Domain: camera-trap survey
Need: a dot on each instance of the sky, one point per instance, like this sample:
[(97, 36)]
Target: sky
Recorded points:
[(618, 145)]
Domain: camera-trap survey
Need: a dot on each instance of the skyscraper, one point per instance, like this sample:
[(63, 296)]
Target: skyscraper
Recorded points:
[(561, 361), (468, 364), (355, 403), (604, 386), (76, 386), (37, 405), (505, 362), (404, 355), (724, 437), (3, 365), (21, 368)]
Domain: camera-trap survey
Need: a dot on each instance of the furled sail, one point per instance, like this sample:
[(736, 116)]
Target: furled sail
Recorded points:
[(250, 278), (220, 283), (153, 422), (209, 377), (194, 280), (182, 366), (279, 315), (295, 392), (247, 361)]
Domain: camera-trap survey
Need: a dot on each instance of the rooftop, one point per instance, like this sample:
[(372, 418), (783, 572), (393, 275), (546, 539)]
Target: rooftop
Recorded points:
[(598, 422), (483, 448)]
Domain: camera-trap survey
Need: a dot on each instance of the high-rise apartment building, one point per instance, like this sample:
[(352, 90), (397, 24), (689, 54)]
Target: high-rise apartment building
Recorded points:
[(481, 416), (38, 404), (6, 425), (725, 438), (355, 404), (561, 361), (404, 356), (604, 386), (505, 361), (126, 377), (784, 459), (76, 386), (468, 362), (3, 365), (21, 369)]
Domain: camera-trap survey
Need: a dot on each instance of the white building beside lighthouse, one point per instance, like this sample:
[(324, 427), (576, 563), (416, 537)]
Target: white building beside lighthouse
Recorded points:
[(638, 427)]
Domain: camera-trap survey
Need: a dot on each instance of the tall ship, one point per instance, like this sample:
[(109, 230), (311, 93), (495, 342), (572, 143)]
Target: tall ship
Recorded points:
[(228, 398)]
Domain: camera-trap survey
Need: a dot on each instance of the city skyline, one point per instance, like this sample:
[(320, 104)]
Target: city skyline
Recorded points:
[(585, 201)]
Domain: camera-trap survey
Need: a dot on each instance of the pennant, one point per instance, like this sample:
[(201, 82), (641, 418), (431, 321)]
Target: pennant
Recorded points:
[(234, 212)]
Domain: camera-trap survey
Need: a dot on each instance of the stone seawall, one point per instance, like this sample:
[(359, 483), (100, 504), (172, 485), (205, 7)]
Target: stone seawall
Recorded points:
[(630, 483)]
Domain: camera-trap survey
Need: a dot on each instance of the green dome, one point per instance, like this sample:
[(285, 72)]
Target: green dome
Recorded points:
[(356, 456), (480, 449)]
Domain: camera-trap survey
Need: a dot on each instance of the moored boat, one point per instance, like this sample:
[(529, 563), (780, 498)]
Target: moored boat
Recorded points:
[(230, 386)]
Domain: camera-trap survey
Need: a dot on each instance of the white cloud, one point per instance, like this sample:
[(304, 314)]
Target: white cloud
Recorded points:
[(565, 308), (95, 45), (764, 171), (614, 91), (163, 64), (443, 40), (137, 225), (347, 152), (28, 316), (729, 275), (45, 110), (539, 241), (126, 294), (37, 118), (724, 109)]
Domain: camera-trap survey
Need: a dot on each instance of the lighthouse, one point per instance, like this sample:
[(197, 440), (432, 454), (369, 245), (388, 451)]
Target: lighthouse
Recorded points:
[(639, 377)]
▬▬▬▬▬▬▬▬▬▬
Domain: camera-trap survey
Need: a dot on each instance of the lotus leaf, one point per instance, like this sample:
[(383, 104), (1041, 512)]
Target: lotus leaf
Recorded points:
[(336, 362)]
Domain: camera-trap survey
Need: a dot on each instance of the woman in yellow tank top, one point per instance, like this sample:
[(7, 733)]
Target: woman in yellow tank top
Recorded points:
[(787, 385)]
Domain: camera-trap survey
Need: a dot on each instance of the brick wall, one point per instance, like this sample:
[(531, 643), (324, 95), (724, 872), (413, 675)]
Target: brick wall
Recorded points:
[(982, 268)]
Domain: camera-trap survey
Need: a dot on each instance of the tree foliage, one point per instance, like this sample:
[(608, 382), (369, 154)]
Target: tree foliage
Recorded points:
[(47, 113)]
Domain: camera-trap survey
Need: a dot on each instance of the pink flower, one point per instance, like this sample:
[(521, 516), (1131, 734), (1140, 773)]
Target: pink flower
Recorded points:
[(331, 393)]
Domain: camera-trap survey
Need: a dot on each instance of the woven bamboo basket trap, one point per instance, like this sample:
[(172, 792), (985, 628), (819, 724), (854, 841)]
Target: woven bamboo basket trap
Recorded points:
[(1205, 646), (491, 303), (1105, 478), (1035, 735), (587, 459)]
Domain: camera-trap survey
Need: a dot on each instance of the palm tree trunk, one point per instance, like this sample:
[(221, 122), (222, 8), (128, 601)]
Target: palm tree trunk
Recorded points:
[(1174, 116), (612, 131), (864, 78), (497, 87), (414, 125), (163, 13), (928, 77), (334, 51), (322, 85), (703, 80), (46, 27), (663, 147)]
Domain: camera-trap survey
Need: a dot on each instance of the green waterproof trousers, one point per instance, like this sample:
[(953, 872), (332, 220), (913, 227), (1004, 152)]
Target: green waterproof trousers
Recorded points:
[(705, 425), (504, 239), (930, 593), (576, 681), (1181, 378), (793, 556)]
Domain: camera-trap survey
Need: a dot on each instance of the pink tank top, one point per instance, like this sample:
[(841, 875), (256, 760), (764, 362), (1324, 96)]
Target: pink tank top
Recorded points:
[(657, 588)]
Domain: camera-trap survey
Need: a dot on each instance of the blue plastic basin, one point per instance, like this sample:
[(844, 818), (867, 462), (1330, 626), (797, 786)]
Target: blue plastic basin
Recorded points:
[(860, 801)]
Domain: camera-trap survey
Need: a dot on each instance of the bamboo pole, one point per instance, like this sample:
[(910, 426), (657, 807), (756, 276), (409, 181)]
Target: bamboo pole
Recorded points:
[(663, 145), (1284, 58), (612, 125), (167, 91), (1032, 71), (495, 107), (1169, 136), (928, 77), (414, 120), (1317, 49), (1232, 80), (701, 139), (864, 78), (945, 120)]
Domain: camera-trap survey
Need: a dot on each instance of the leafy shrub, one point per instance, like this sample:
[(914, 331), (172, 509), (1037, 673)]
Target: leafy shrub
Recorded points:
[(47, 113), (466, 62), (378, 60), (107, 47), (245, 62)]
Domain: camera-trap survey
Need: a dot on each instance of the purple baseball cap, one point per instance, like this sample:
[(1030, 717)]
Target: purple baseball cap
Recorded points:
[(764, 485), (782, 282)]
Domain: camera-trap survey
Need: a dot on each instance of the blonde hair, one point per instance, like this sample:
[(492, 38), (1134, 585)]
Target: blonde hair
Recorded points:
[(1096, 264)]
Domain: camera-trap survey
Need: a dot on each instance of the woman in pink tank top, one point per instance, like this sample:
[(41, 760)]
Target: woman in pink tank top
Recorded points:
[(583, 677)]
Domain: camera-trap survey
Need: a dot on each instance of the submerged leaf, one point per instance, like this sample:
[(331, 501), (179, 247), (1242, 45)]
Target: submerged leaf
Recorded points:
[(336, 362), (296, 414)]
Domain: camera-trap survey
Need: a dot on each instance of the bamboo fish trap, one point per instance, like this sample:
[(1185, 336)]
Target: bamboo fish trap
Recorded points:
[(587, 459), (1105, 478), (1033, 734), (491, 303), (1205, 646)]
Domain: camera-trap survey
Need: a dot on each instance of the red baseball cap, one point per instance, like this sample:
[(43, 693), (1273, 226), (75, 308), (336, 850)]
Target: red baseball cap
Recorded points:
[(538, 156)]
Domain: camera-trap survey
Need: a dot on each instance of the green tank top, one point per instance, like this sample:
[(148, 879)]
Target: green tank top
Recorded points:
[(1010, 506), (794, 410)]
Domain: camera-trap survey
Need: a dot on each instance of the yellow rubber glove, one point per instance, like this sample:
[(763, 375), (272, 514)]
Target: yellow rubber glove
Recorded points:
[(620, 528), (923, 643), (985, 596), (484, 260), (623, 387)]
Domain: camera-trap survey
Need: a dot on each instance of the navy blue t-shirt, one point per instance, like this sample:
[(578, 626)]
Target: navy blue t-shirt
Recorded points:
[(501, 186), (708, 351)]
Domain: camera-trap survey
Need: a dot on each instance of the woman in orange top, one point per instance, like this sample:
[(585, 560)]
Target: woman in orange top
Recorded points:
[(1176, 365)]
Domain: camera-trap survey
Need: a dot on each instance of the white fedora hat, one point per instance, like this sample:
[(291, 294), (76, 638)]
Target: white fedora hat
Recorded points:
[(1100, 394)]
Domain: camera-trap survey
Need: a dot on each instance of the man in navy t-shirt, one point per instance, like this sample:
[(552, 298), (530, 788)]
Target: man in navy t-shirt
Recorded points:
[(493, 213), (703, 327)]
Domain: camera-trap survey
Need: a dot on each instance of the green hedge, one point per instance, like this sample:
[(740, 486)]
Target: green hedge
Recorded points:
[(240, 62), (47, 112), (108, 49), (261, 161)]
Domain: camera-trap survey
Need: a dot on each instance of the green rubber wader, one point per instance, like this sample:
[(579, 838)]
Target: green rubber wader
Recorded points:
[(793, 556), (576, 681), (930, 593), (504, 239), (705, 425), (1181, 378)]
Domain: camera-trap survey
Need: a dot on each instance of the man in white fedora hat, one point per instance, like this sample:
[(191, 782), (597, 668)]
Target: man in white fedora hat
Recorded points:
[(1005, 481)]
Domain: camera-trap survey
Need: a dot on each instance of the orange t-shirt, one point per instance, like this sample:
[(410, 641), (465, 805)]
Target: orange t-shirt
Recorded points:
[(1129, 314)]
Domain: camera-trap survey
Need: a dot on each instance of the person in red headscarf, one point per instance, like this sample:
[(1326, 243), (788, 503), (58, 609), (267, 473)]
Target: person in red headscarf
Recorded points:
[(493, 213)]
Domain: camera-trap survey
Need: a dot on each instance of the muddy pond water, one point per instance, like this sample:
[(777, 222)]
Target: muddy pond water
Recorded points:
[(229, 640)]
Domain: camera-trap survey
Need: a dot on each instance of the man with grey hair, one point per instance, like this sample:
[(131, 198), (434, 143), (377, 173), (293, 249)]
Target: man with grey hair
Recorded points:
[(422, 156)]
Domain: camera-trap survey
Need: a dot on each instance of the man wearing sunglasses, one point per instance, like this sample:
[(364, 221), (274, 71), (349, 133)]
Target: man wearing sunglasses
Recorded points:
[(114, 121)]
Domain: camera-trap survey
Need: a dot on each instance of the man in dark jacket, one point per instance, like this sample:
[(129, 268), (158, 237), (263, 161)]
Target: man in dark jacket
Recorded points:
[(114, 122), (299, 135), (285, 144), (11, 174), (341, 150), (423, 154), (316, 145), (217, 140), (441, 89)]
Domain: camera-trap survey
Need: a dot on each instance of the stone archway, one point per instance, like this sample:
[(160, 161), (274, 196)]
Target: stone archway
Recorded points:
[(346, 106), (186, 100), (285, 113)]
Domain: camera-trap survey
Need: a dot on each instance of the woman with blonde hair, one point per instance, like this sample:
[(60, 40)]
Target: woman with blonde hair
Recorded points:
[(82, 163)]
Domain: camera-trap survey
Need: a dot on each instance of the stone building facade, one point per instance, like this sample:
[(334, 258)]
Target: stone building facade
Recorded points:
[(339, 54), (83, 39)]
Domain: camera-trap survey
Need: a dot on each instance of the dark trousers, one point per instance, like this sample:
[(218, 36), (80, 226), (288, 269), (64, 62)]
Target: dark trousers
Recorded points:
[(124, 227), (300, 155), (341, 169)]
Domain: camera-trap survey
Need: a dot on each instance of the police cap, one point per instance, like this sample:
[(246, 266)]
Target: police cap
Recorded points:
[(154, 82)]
▬▬▬▬▬▬▬▬▬▬
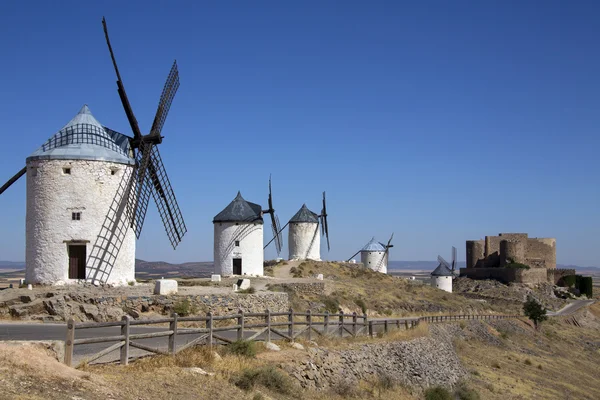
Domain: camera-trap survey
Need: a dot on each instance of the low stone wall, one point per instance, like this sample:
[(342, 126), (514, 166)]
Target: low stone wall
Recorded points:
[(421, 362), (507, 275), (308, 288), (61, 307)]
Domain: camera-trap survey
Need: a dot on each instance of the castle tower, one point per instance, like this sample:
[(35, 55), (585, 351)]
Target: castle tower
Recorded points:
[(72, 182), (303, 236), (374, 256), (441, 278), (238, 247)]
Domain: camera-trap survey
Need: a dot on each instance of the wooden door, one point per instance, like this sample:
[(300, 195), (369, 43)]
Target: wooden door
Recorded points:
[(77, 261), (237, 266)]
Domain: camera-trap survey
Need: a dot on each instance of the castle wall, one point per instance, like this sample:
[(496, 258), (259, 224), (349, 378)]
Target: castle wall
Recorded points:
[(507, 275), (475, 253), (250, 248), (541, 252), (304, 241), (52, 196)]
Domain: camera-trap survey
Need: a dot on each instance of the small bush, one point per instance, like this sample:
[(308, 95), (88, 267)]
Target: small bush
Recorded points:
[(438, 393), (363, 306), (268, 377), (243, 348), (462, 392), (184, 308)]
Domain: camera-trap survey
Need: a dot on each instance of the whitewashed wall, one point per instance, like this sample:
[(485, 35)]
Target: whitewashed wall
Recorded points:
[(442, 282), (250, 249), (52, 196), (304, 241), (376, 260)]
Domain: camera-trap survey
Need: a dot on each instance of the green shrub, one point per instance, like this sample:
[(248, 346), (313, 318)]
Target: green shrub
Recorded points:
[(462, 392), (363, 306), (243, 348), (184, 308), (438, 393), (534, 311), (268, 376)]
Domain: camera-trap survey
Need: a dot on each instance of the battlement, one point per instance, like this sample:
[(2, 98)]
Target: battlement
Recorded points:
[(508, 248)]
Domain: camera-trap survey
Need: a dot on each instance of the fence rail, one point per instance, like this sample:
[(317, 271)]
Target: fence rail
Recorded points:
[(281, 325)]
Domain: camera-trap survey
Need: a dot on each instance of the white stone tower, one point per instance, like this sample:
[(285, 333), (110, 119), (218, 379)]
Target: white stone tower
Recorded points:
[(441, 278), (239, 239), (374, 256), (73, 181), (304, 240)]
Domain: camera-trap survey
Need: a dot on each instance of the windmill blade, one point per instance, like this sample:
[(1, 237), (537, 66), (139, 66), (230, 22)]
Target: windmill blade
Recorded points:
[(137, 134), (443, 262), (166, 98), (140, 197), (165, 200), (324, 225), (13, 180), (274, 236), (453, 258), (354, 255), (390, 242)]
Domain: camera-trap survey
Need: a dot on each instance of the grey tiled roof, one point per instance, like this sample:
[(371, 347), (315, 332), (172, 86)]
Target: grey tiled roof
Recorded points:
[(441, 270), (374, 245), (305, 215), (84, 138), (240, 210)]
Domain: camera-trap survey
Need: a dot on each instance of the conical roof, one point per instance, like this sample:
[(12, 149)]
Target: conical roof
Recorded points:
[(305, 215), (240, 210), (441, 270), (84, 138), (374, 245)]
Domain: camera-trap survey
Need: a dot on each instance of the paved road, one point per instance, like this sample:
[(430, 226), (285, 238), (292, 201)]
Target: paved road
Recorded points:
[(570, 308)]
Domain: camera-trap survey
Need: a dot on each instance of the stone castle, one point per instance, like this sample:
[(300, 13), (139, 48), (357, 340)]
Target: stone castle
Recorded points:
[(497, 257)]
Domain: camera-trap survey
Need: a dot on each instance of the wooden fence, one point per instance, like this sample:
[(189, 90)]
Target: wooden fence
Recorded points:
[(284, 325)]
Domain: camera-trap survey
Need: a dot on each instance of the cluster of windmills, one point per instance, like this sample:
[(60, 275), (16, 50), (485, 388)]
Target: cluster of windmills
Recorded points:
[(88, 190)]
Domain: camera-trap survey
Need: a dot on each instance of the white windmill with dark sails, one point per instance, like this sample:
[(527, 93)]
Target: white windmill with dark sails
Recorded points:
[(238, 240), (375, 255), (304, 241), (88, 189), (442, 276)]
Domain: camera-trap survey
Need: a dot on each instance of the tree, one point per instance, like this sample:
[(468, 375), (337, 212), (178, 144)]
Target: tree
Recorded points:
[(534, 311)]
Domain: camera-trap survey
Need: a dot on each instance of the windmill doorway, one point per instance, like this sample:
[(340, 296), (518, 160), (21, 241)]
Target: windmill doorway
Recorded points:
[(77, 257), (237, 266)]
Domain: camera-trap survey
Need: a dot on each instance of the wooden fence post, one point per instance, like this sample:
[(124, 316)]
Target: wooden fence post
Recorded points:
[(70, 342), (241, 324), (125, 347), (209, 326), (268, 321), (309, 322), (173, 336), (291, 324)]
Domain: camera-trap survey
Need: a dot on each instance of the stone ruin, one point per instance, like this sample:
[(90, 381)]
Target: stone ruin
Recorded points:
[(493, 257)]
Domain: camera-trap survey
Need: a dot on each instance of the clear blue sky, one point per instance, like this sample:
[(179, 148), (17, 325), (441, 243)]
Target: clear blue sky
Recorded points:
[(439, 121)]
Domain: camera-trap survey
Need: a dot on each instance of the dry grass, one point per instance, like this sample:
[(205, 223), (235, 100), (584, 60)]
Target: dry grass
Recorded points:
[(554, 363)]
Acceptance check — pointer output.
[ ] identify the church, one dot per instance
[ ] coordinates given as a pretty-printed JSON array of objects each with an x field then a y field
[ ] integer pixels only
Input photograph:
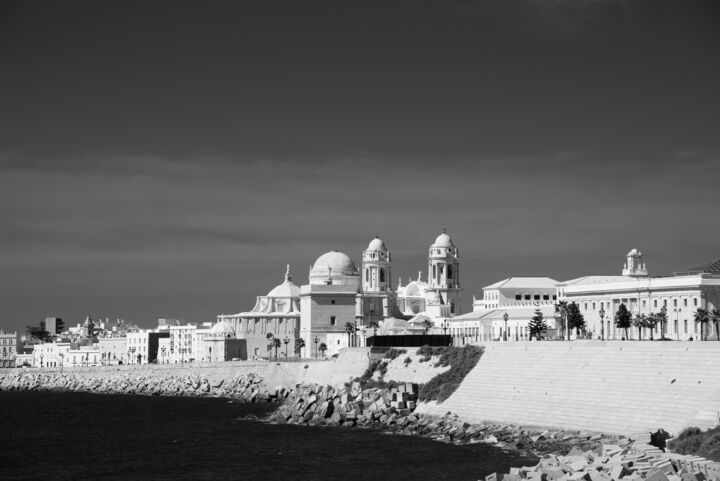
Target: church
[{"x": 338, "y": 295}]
▬▬▬▬▬▬▬▬▬▬
**ACTION ITEM**: Please give back exactly the lines of the listing above that run from the one containing "[(129, 268), (158, 237), (263, 161)]" through the one containing "[(246, 266)]", and only those.

**OUTPUT FOR THIS EXERCISE**:
[(129, 268), (158, 237), (263, 161)]
Target: man in dark jacket
Recorded points:
[(114, 122), (299, 135), (285, 144), (11, 174), (341, 150), (423, 154), (316, 145), (217, 140), (441, 89)]
Domain: camera-trap survey
Need: a dot on each instance of the stone archway, one point per instance, like this sample:
[(160, 161), (274, 196)]
Target: stone archway
Recorded points:
[(346, 106), (186, 100), (285, 113)]
Domain: camera-trap survey
Need: a dot on each instance of the woman with blonde hair, one point per instance, like this sample:
[(60, 40)]
Target: woman with blonde hair
Recorded points:
[(82, 163)]
Domain: camera-trap survey
Need: a dot on each instance of the stone building facade, one point per instance, like this sample:
[(334, 258)]
Target: stone building facade
Recorded points:
[(339, 54), (83, 39)]
Domain: camera-trap survey
Need: a dot on each instance of the dark trousers, one point per instance, like this sample:
[(218, 36), (80, 226), (288, 269), (64, 62)]
Target: dark trousers
Recorded points:
[(124, 227), (300, 155), (341, 169)]
Domain: camera-trap survey
Need: a dot on each instance of the police cap, one point per instance, like this sample:
[(246, 266)]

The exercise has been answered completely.